- Obiettivi:
- 1) Secondo l'articolo su Jorge Martin, quanti punti ha raccolto Martin nelle Sprint del 2024?
- 2) Stabilisci se le seguenti affermazioni concordano con l'articolo su Jorge Martin: (a) Martin corre con il team Prima Pramac Racing; (b) Bagnaia ha raccolto 50 punti nelle Sprint del 2024; (c) Martin ha vinto meno della metà delle Sprint disputate finora. Per ciascuna rispondi sì o no e riporta tra virgolette le parole decisive dell'articolo.
- 3) Scrivi il seguito dell'articolo su Jorge Martin a partire dal punto in cui si interrompe.

- Pagina:

- - - - - - -

Anche la MotoGP™ ha il suo Usain Bolt

Nick Harris spiega perché Jorge Martin ha una dote che potrebbe rivelarsi decisiva nel campionato 2024

Le vittorie domenicali sono quelle che danno più gusto, oltre a fornire punti e prestigio. Lo sa bene Jorge Martin, che sulla GP24 del team Prima Pramac Racing a Le Mans ha fatto il pieno consolidando la sua leadership nella corsa al titolo. A ben guardare, a fare la differenza per lui sono state però le performance del sabato. Quelle nelle Tissot Sprint. 

Martin è l'indiscusso Usain Bolt della MotoGP™. Lo sprinter migliore del mondo, su due ruote. 

In classifica lo spagnolo ha ben 38 punti in più di Francesco Bagnaia, il primo degli inseguitori con i colori del Ducati Lenovo Team. Quanti punti ha raccolto Martin nelle Sprint del 2024? 50. E l’italiano? Molti meno, 14. 

Le Sprint sono brevi e a volte premiano chi si prende dei rischi: perfette, quindi, per lo stile e il carattere del numero 89. 

Lui è così dai tempi della Moto3™, dove le pole position gli sono venute presto e a raffica. Concretizzare in gara però era più difficile, per lo spagnolo. Si è sbloccato nel 2017, nell’ultimo round della stagione, corso a Valencia. 

Dodici mesi più tardi era il campione del mondo della classe cadetta. Domenica scorsa, in Francia, ha raccolto il settimo successo in MotoGP™. Delle 24 Sprint disputate finora nella storia del campionato, quindi nel 2023 e nell’avvio del 24, Martin ne ha vinte 12. La metà. Una quota impressionante davvero.

- - - - - - -

- Dati grezzi:
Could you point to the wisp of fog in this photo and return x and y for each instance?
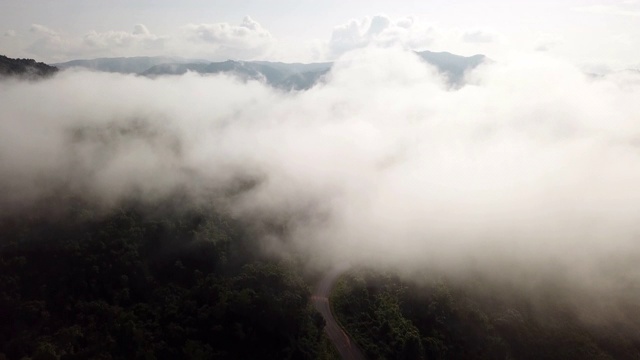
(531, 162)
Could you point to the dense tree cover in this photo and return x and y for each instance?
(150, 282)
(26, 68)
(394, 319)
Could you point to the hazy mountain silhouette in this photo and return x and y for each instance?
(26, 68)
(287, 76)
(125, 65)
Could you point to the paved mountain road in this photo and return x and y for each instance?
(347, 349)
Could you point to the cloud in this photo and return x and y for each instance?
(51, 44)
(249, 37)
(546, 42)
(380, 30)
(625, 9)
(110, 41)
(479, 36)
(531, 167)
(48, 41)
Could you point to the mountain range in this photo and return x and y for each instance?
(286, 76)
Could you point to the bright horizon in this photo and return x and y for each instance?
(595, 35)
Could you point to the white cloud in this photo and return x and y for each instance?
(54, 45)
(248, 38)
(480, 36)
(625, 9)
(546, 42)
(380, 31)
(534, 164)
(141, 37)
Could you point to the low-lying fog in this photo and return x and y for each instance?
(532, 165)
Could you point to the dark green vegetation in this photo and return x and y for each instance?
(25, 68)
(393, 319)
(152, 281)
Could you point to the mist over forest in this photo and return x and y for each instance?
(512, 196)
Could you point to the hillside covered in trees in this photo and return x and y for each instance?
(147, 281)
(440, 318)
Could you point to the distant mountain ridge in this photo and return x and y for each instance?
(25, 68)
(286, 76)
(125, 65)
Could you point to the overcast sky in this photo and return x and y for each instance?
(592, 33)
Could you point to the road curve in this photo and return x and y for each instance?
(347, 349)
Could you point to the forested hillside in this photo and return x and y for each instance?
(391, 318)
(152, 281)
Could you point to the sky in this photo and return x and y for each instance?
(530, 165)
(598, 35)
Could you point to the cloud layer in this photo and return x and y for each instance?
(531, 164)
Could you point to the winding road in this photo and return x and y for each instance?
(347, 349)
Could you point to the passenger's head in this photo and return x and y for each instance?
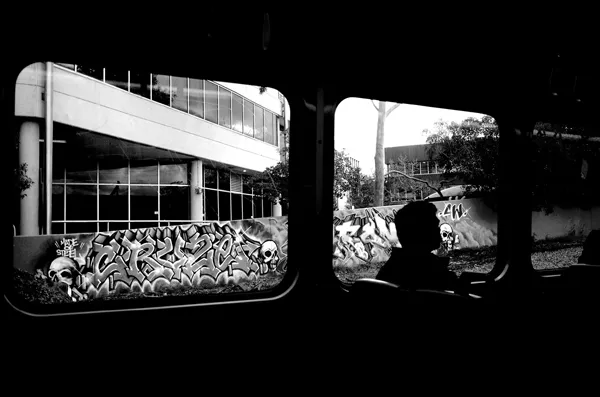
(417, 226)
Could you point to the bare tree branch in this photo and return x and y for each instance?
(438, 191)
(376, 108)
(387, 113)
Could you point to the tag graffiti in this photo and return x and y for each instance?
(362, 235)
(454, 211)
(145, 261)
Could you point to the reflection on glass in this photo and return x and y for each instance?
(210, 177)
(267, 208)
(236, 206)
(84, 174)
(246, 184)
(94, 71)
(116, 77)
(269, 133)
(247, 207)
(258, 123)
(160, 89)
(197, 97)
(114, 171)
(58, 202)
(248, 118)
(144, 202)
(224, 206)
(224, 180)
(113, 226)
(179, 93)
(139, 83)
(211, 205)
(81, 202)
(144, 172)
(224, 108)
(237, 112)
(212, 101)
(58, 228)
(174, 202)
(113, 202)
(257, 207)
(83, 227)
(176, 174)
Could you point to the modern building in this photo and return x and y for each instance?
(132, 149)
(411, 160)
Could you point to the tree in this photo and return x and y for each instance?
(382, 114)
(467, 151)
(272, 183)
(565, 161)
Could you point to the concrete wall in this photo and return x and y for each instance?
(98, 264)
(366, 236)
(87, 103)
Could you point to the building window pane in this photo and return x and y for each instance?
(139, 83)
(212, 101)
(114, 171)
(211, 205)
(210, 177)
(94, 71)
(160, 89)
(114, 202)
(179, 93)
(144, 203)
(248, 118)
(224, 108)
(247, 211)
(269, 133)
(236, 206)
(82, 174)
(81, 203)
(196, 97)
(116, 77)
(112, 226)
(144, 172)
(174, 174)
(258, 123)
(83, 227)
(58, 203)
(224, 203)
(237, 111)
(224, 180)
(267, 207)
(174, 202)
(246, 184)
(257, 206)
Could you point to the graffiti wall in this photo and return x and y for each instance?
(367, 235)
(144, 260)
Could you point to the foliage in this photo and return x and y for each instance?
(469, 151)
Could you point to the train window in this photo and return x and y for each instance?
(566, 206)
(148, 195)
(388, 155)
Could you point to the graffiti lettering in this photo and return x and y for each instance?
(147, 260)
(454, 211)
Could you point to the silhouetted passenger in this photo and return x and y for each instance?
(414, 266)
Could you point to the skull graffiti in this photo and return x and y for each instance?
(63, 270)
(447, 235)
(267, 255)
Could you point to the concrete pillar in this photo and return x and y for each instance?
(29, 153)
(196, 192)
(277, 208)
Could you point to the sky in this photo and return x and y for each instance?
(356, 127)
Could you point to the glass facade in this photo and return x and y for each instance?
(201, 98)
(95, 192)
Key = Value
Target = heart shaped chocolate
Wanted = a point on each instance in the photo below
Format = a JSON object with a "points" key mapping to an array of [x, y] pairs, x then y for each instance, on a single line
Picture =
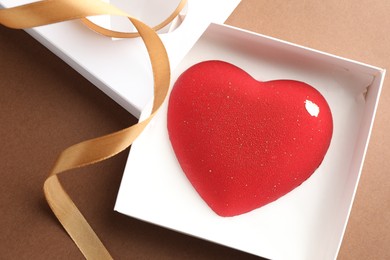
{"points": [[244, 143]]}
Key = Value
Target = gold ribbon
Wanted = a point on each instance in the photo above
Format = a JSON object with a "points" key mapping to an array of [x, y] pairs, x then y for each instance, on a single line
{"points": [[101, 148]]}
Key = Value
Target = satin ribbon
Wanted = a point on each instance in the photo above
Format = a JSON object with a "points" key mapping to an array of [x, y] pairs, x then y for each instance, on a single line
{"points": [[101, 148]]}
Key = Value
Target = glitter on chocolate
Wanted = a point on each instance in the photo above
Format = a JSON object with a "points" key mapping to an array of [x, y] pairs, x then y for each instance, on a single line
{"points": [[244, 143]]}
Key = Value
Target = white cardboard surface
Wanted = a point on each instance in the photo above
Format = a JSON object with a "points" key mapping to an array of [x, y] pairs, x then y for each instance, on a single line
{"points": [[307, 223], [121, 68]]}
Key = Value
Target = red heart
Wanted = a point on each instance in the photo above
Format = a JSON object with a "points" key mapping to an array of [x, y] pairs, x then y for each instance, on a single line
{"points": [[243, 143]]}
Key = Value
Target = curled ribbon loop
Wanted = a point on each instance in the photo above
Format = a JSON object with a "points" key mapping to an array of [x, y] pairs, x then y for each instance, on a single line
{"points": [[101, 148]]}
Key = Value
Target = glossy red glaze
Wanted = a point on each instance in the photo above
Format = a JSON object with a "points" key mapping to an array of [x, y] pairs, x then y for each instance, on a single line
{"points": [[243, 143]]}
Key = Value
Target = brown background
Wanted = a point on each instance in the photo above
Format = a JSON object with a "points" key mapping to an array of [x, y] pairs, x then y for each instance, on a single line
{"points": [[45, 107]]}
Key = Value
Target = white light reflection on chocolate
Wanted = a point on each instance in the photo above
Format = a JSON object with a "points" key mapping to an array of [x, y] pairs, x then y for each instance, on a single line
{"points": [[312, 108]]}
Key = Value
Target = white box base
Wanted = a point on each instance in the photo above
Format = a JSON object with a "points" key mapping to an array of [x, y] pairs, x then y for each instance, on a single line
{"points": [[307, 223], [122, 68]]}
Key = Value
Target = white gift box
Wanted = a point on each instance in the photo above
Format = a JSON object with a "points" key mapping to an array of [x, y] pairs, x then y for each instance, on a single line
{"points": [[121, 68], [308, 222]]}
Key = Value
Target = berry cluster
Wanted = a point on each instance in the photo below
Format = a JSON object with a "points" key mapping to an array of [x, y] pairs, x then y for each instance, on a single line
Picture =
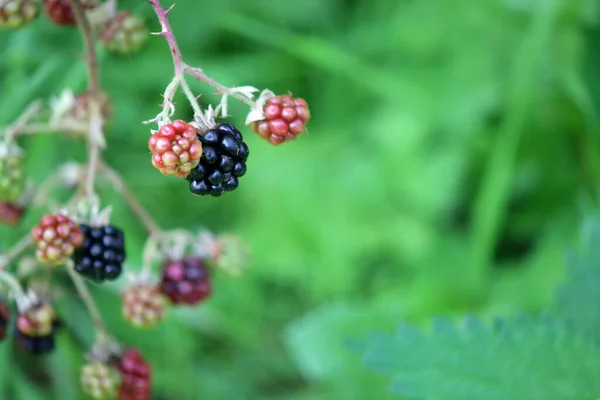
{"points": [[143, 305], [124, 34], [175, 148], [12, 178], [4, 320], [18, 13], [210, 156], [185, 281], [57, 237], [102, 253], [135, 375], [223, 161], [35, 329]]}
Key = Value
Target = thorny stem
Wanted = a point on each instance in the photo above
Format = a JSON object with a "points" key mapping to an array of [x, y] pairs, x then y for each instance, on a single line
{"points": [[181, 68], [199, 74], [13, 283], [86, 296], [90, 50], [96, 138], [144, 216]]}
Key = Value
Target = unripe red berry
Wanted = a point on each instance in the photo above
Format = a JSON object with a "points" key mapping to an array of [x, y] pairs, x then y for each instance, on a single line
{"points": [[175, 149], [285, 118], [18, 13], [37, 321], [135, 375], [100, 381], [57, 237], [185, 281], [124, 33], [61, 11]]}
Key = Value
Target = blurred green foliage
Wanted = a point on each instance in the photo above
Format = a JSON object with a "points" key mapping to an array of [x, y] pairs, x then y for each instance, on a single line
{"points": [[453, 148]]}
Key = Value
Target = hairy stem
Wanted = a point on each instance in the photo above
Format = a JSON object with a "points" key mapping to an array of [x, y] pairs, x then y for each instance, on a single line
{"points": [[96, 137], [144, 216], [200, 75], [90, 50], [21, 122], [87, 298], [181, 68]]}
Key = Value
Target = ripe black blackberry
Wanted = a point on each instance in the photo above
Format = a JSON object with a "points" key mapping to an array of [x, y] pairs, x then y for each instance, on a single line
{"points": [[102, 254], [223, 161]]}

- - - - - - -

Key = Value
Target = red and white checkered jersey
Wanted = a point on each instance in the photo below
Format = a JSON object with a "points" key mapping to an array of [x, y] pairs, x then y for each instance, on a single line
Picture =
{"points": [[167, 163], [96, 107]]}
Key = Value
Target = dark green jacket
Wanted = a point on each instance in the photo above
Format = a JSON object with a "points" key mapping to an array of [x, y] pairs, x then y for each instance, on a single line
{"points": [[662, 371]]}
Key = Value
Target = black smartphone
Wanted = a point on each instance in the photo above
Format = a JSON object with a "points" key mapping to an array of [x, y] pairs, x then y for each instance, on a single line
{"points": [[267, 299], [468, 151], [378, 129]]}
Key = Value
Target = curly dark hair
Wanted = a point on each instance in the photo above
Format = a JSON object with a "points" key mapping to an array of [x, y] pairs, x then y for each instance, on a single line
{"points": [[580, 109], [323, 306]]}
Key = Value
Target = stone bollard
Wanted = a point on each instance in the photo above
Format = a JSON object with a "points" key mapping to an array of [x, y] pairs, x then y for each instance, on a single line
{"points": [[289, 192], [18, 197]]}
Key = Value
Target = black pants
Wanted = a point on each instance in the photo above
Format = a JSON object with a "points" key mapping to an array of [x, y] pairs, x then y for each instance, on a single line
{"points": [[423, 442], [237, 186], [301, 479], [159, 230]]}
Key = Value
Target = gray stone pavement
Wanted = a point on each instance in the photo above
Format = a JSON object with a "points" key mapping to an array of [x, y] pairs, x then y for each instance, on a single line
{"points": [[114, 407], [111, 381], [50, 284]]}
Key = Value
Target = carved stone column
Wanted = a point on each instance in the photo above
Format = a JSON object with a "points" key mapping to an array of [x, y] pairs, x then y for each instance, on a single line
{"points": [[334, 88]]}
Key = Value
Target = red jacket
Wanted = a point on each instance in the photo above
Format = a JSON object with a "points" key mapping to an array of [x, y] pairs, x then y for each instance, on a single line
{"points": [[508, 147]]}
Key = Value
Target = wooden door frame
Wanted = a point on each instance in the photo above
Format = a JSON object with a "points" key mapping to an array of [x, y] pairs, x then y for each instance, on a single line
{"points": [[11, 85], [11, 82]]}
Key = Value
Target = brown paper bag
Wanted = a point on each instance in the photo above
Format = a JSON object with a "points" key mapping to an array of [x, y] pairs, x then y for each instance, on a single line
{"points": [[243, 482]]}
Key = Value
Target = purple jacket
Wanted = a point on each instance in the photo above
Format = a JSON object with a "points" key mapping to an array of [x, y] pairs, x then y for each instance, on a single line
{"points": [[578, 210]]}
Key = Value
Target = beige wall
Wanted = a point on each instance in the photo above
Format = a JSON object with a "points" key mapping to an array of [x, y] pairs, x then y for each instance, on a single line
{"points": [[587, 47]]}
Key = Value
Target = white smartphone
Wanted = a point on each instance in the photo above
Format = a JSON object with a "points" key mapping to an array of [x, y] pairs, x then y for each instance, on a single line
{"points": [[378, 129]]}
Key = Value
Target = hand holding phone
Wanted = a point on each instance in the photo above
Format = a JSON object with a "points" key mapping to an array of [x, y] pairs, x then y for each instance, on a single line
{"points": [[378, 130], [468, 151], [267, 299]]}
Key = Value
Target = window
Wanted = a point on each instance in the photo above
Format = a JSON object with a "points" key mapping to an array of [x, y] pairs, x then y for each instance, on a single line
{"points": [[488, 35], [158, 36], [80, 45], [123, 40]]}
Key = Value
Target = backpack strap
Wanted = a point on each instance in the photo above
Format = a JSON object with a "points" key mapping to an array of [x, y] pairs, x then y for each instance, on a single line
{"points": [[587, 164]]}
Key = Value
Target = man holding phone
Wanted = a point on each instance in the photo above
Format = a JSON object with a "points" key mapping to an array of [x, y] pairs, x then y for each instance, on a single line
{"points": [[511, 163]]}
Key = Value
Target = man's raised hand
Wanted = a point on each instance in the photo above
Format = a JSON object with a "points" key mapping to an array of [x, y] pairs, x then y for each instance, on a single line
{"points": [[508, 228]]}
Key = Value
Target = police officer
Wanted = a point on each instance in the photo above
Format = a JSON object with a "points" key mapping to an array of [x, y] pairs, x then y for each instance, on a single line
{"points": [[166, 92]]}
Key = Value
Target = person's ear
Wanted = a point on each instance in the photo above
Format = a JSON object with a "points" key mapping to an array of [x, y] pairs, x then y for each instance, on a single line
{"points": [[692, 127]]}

- - - - - - -

- Esiti per compito:
- 1) 50 punti.

- 2)
(a) Sì: «sulla GP24 del team Prima Pramac Racing»
(b) No: «E l’italiano? Molti meno, 14.»
(c) No: «Martin ne ha vinte 12. La metà.»

- 3)
Il format del sabato, dal canto suo, si è integrato alla perfezione nei fine settimana dei Gran Premi. Penso che sarebbe piaciuto anche ad alcuni big del passato, anche se non a tutti.

Anche Marc Marquez (Gresini Racing MotoGP™) mostra caratteristiche che ben si adattano a una corsa tarata su pochi giri. L'otto volte campione del mondo nella Sprint di Le Mans ha entusiasmato. Scattato tredicesimo, è subito passato sesto, poi si è fatto largo fino alla seconda piazza. Per lui, la terza medaglia d’argento della stagione. 

A mio avviso se la sarebbe cavata bene anche Valentino Rossi. Non ha mai avuto paura di rischiare, il nove volte iridato. Peccato che non abbia fatto in tempi a cimentarsi. Chissà come sarebbe andato. 

Nella Sprint, partire bene è fondamentale. In questo senso, uno degli assi era Daniel Pedrosa, ora tester KTM. L’iberico ha chiuso come vicecampione del mondo in tre stagioni: con le Sprint, forse, avrebbe fatto ancora meglio mettendo le mani almeno su un titolo. A Jerez, qualche settimana fa, ha corso da wildcard e nella Sprint è arrivato terzo.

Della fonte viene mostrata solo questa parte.